§ WORK TO COMPLETE:
Scan the entries for lines with the word "lamp", then copy those lines.

────────

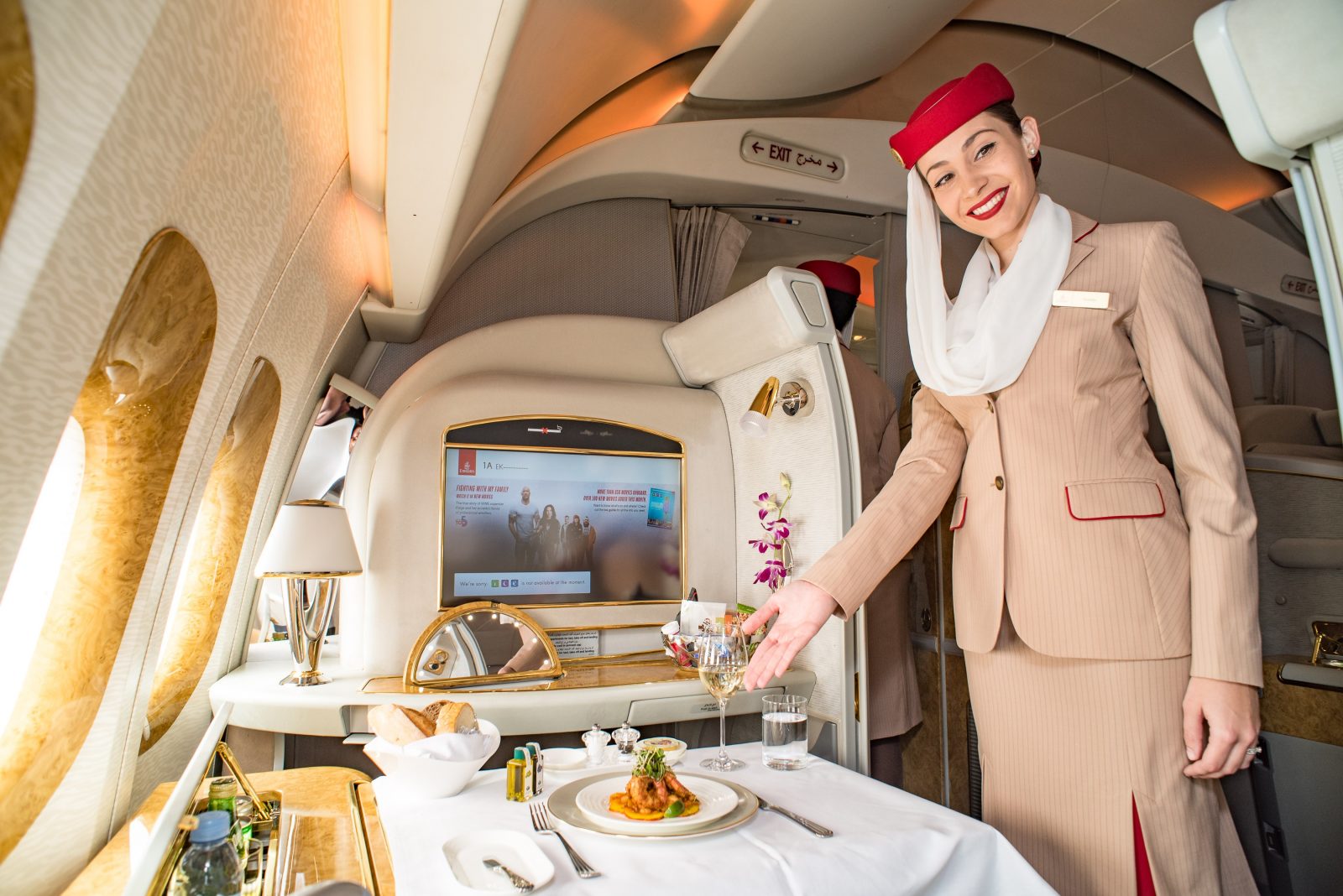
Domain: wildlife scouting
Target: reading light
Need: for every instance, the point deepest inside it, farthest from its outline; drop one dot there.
(792, 398)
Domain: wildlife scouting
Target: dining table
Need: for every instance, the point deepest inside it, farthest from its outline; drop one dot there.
(884, 840)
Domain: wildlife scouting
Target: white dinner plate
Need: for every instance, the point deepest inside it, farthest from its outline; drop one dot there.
(716, 800)
(467, 855)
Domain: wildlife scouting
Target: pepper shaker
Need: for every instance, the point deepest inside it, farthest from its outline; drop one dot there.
(624, 741)
(595, 742)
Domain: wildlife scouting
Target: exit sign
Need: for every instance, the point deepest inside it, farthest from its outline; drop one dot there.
(790, 157)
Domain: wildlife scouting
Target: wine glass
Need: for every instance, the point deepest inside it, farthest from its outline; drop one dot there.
(723, 665)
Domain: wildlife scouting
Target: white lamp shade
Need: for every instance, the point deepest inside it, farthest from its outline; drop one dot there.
(755, 425)
(309, 539)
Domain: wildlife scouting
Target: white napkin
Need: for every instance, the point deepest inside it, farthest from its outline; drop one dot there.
(453, 748)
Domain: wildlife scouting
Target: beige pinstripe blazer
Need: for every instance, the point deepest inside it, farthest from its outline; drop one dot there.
(1061, 508)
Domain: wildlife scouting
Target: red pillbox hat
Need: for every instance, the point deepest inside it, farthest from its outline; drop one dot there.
(836, 275)
(948, 107)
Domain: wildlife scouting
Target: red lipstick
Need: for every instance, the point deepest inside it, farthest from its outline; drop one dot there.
(997, 201)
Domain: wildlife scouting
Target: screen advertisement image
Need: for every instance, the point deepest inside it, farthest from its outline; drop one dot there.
(546, 528)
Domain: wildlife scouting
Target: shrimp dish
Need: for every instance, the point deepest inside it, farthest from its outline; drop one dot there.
(653, 792)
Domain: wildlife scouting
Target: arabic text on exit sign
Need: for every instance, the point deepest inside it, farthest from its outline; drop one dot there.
(790, 157)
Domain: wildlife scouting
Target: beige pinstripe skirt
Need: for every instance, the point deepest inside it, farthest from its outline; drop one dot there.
(1068, 748)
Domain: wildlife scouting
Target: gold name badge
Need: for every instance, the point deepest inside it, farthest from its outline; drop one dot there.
(1080, 300)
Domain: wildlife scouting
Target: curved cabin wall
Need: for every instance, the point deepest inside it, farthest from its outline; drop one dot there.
(17, 89)
(217, 544)
(133, 409)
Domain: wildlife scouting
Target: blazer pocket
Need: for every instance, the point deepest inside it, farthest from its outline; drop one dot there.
(1114, 499)
(958, 513)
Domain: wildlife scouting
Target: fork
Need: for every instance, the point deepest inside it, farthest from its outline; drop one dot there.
(541, 824)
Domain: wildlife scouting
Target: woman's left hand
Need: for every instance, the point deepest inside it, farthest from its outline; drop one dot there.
(1231, 711)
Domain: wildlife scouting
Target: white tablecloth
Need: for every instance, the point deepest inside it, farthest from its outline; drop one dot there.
(886, 841)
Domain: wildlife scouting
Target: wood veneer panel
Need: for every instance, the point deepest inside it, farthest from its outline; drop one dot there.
(1298, 711)
(922, 746)
(17, 102)
(134, 409)
(217, 544)
(958, 735)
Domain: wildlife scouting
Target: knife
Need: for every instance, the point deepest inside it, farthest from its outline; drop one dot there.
(819, 831)
(520, 883)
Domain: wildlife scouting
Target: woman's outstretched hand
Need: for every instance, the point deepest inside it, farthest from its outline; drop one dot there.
(802, 609)
(1231, 712)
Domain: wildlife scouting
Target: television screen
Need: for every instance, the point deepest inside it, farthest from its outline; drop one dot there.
(524, 526)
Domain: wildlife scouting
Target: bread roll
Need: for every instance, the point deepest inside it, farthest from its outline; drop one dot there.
(456, 718)
(431, 711)
(400, 725)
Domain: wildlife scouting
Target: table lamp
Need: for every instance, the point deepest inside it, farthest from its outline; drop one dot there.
(312, 546)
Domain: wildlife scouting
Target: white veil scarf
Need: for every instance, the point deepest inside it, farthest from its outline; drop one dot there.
(980, 342)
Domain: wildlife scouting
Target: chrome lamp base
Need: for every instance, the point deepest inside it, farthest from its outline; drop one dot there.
(306, 679)
(308, 615)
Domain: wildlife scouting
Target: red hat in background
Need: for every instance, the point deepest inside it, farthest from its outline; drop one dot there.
(948, 107)
(836, 275)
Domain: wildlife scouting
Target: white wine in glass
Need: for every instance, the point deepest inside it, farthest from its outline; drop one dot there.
(723, 665)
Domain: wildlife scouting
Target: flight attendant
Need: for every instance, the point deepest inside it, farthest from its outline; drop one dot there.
(1108, 620)
(892, 688)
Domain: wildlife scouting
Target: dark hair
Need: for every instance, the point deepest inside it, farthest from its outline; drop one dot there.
(1005, 113)
(843, 305)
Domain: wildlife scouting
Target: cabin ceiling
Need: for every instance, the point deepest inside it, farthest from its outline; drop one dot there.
(1111, 80)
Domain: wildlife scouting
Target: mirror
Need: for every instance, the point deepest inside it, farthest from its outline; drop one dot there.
(481, 643)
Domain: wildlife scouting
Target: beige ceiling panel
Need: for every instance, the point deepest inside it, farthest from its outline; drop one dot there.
(1056, 16)
(1143, 31)
(786, 49)
(1157, 133)
(950, 54)
(1079, 130)
(1058, 80)
(1184, 70)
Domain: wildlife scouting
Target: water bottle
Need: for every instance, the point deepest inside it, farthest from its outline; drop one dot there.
(210, 867)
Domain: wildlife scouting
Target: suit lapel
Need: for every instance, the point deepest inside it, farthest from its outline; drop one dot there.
(1083, 228)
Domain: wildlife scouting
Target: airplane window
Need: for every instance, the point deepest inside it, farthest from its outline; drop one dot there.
(17, 102)
(133, 411)
(34, 578)
(214, 550)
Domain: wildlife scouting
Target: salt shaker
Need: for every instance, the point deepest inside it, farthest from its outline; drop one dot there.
(624, 741)
(595, 742)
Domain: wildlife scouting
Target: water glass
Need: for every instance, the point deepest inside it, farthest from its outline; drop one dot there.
(783, 734)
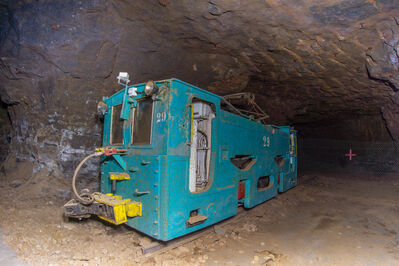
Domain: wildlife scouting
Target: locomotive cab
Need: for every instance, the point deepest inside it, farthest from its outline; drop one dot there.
(186, 162)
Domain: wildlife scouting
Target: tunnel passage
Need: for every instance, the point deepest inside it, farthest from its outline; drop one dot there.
(328, 69)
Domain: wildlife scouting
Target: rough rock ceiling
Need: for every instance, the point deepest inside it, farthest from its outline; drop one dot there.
(309, 62)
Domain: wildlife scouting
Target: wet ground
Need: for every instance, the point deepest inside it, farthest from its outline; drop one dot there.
(326, 220)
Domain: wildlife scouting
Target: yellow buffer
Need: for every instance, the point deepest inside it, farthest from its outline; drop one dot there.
(115, 209)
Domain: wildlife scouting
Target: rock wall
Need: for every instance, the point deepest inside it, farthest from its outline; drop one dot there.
(308, 63)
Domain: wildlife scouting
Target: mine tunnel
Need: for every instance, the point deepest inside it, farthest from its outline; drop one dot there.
(324, 73)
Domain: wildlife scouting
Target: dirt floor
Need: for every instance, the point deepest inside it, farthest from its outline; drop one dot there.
(325, 220)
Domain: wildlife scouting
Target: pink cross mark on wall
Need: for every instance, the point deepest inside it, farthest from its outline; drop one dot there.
(350, 154)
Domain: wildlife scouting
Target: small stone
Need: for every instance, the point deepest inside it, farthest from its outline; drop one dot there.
(219, 230)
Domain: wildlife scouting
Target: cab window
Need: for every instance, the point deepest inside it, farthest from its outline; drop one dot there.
(116, 125)
(141, 118)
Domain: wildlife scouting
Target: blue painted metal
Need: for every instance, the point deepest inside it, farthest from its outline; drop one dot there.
(162, 167)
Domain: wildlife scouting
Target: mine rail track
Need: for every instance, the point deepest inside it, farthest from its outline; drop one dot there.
(159, 247)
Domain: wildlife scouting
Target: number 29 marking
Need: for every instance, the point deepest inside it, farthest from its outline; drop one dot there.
(266, 141)
(161, 117)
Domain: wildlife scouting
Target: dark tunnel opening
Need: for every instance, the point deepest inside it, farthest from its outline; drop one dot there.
(316, 183)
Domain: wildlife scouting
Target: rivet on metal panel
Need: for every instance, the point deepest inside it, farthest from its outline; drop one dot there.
(133, 169)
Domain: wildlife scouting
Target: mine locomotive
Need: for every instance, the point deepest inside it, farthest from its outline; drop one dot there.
(176, 159)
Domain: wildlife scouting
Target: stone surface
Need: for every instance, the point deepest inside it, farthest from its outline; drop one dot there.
(308, 62)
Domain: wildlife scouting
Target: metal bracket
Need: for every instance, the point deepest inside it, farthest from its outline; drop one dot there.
(120, 161)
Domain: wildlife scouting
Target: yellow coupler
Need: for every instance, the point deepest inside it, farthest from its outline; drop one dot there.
(115, 209)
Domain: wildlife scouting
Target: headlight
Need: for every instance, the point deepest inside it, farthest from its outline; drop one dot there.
(101, 108)
(151, 88)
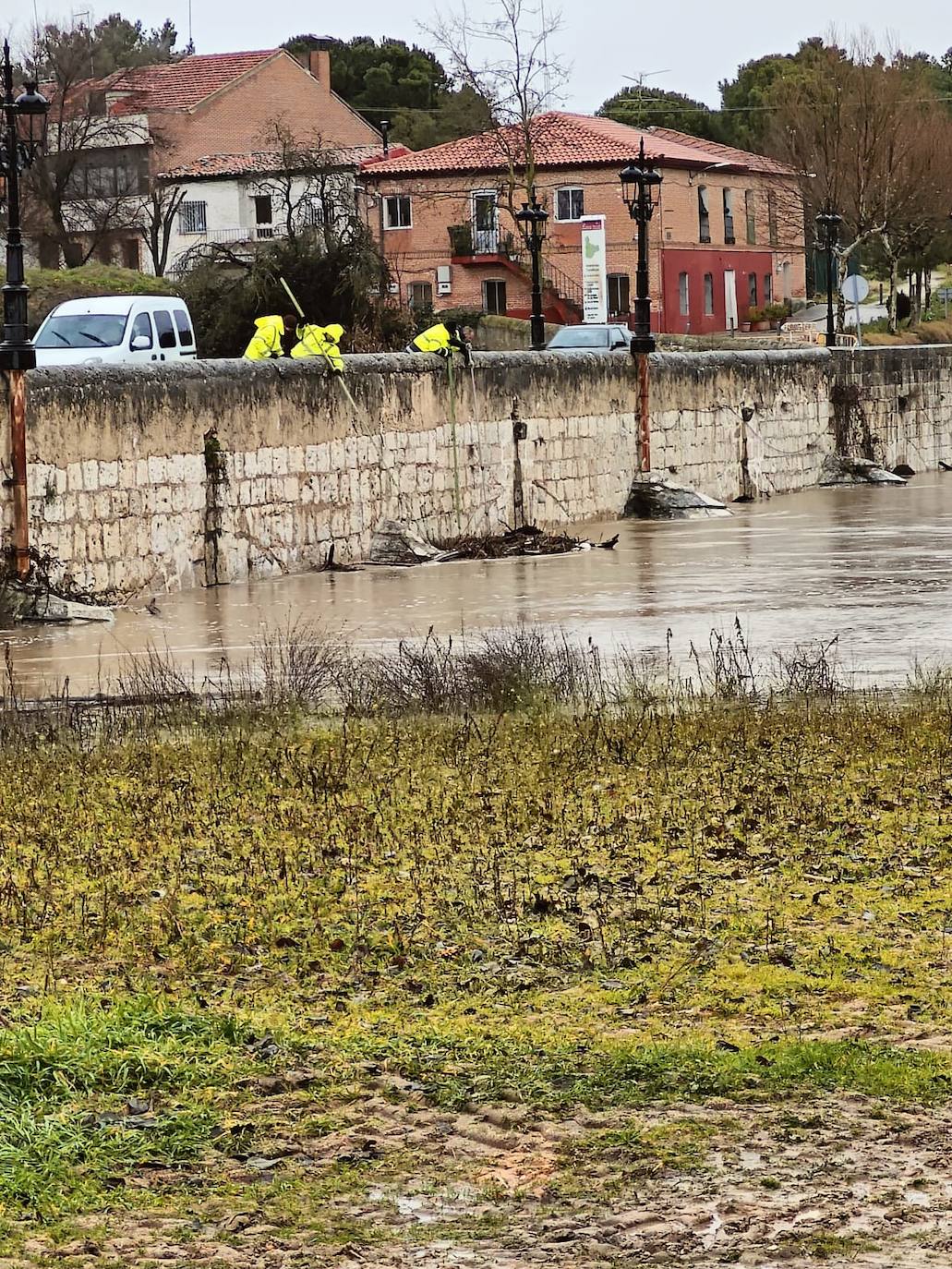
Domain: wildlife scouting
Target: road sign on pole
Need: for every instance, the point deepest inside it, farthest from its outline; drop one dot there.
(854, 289)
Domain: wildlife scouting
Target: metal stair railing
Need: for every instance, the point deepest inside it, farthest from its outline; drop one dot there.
(552, 277)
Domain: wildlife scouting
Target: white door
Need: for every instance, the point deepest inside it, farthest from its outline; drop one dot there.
(485, 223)
(730, 299)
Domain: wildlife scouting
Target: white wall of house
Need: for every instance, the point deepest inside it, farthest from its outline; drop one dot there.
(230, 216)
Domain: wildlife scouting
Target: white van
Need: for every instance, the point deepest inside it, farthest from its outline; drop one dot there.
(131, 330)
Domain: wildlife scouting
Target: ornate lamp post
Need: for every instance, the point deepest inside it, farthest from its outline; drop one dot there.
(641, 192)
(827, 224)
(22, 139)
(532, 223)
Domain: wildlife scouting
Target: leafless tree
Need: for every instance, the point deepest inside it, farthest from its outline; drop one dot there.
(90, 183)
(156, 221)
(311, 186)
(860, 126)
(505, 61)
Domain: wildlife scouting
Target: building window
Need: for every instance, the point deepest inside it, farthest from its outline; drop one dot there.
(619, 295)
(396, 212)
(419, 295)
(314, 212)
(103, 174)
(494, 296)
(48, 254)
(729, 216)
(704, 214)
(570, 203)
(193, 219)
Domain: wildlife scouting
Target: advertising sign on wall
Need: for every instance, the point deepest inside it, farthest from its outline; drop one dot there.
(595, 284)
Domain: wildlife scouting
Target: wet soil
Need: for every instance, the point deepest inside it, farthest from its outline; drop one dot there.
(399, 1183)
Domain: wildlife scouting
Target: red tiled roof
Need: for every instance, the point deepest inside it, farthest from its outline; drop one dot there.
(261, 162)
(180, 85)
(564, 139)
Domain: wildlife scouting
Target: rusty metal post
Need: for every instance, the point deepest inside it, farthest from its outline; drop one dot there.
(644, 414)
(17, 389)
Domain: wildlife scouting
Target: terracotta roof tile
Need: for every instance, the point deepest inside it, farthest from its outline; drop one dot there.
(180, 85)
(564, 139)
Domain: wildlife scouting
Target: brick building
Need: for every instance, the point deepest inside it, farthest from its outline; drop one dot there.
(728, 234)
(205, 127)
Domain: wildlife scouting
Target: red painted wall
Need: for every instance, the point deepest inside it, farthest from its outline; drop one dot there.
(698, 261)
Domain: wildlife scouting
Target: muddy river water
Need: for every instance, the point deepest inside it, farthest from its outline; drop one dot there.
(873, 566)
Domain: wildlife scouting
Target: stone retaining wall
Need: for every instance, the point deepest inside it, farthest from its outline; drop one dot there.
(129, 489)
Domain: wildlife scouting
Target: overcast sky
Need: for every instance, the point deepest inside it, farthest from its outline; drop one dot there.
(693, 42)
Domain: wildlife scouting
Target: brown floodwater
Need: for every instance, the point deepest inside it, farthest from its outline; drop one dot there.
(873, 566)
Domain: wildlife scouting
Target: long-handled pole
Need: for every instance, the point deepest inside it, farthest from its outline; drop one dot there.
(537, 322)
(300, 312)
(18, 349)
(451, 381)
(830, 319)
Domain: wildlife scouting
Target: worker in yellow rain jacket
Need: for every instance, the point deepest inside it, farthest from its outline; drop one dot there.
(273, 336)
(321, 342)
(442, 339)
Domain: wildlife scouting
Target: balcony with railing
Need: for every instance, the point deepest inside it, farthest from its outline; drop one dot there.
(247, 235)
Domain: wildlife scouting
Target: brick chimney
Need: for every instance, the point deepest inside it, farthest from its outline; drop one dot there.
(319, 66)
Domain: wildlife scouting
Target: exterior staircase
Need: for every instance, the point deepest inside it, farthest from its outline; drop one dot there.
(561, 295)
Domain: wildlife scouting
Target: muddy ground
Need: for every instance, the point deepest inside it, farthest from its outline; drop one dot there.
(392, 1181)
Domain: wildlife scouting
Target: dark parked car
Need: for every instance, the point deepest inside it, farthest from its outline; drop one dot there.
(590, 339)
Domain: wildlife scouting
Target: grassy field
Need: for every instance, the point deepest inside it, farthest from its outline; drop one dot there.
(367, 987)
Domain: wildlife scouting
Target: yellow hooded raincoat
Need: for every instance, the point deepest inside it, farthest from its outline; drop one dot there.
(267, 339)
(321, 342)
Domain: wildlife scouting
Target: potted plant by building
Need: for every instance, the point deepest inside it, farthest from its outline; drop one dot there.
(775, 315)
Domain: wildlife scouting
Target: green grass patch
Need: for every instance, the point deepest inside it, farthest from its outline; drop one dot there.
(89, 1093)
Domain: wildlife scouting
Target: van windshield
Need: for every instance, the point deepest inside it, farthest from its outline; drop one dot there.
(83, 330)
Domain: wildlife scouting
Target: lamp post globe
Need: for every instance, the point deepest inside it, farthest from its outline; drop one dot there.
(641, 193)
(827, 226)
(532, 221)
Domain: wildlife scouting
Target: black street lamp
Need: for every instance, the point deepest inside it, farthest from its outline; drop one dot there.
(641, 192)
(22, 139)
(532, 224)
(827, 224)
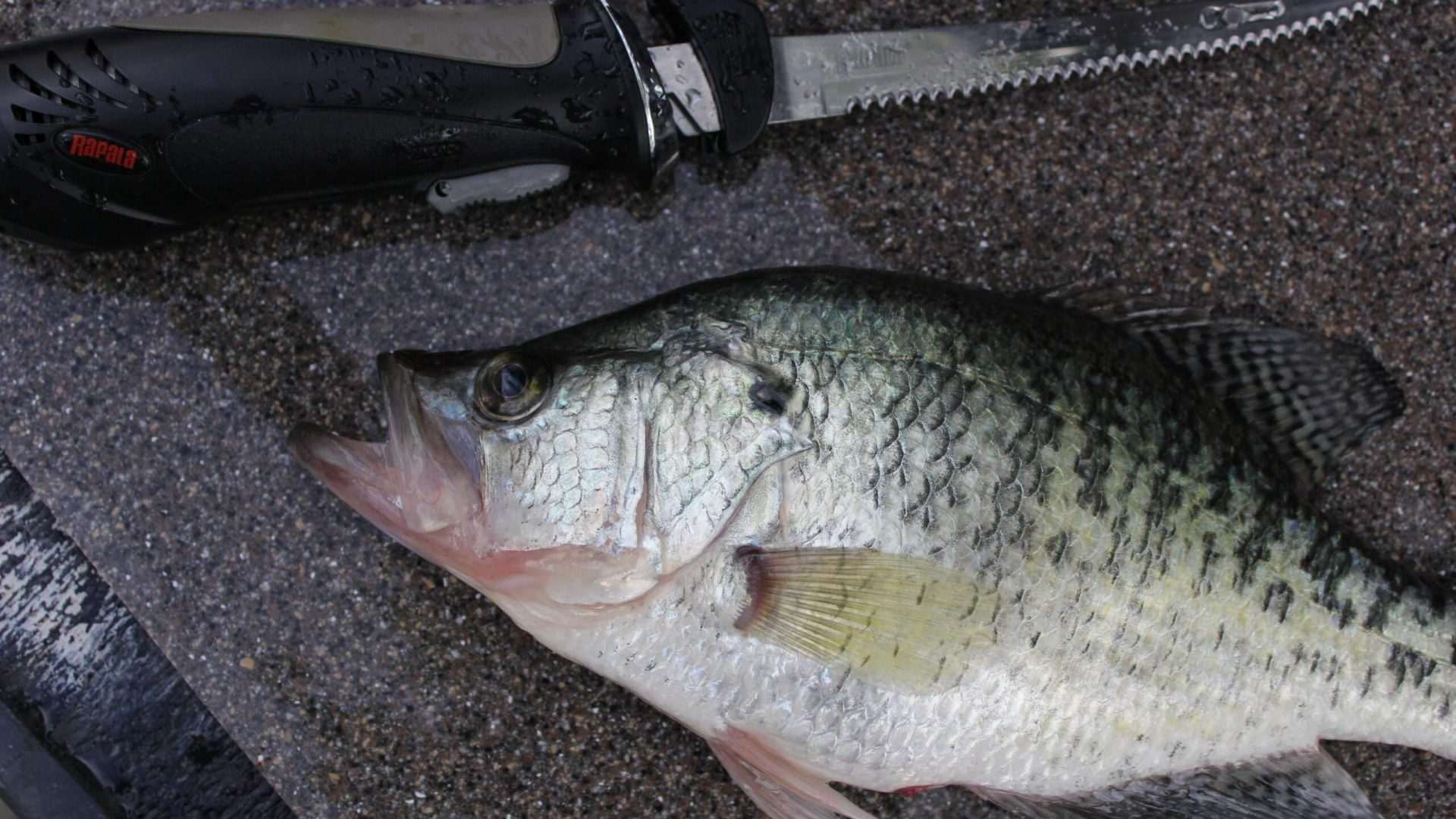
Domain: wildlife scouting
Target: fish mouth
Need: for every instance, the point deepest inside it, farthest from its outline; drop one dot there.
(419, 485)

────────

§ OUTPUT FOR THIS EXERCISE:
Target: white lamp shade
Target: table lamp
Target: chrome lamp base
Target: ornate lamp post
Target: lamp post globe
Target: black street lamp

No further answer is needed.